* **Excerpted text**:
####
A lie to live by, at least in Japan

Article in original publication

July 10, 2008

TOKYO — I was about to write down my age on a ski-class form earlier this year when I sensed an eagle eye peering over my shoulder. The mother of one of my son’s classmates was trying to see how old I was. I hesitated for a moment, and then nervously wrote down 44.

I’m not proud of lying about my age, but I don’t want to stand out among the mothers at my 9-year-old’s school. Most of the women are in their late 30s and early 40s, and this being Japan, they view the 40s as the 60s. It’s been four years since we met when our children entered school, but the mothers remain obsessed with knowing how old everyone is, tracking down holdouts like me who haven’t come clean.

Several days after I claimed to be 44, a mother who hadn’t been anywhere near the slopes called out to me at a school event. “I found out we are the same age,” she said, smug with the pleasure of discovery.

Women all over the world worship youth, but age has particular significance in Japan, where Confucian values dictate a reverence for elders. From the depth of one’s bow, to speaking in honorifics, to the seniority-based job promotion system, codes of behavior determined by an age-based hierarchy are observed throughout society.

When my son first started school, I told a bemused American friend that I couldn’t oppose a school regulation, “because I am only the mom of a first grader.”

At those lower rungs of the age-based pyramid, there are fewer expectations of wise behavior and abilities: a suitable paradigm for women in a sexist society. Add to that the global popular culture that equates beauty with youth and vibrancy, and no wonder Japanese women want to stay young.

In a survey released this year by the food and beverage company Kagome, 92 percent of women between the ages of 25 and 59 said they felt it was advantageous to appear youthful. About one third of those respondents said that was because looking young made them feel “superior to friends in the same age range.”
####
* **Material provided**:
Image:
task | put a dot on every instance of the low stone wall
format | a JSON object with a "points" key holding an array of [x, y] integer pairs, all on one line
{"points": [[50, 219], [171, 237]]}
####
* **Assignment A**: List the examples the article on lying about age in Japan gives of codes of behavior set by an age-based hierarchy.
* **Assignment B**: Write out the stretch of the article on lying about age in Japan from "Several days after" through "observed throughout society.".
* **Assignment C**: Summarize the article on lying about age in Japan in two sentences.

* **Exercise solution A**:
- the depth of one's bow
- speaking in honorifics
- the seniority-based job promotion system

* **Exercise solution B**:
Several days after I claimed to be 44, a mother who hadn’t been anywhere near the slopes called out to me at a school event. “I found out we are the same age,” she said, smug with the pleasure of discovery.

Women all over the world worship youth, but age has particular significance in Japan, where Confucian values dictate a reverence for elders. From the depth of one’s bow, to speaking in honorifics, to the seniority-based job promotion system, codes of behavior determined by an age-based hierarchy are observed throughout society.

* **Exercise solution C**: The writer, a mother at her 9-year-old's school, lied and wrote her age as 44 on a ski-class form because she doesn't want to stand out among the other mothers, who remain obsessed with knowing how old everyone is. Age has particular significance in Japan, where Confucian values and an age-based hierarchy shape behavior, and a Kagome survey found that 92 percent of women between 25 and 59 felt it was advantageous to appear youthful.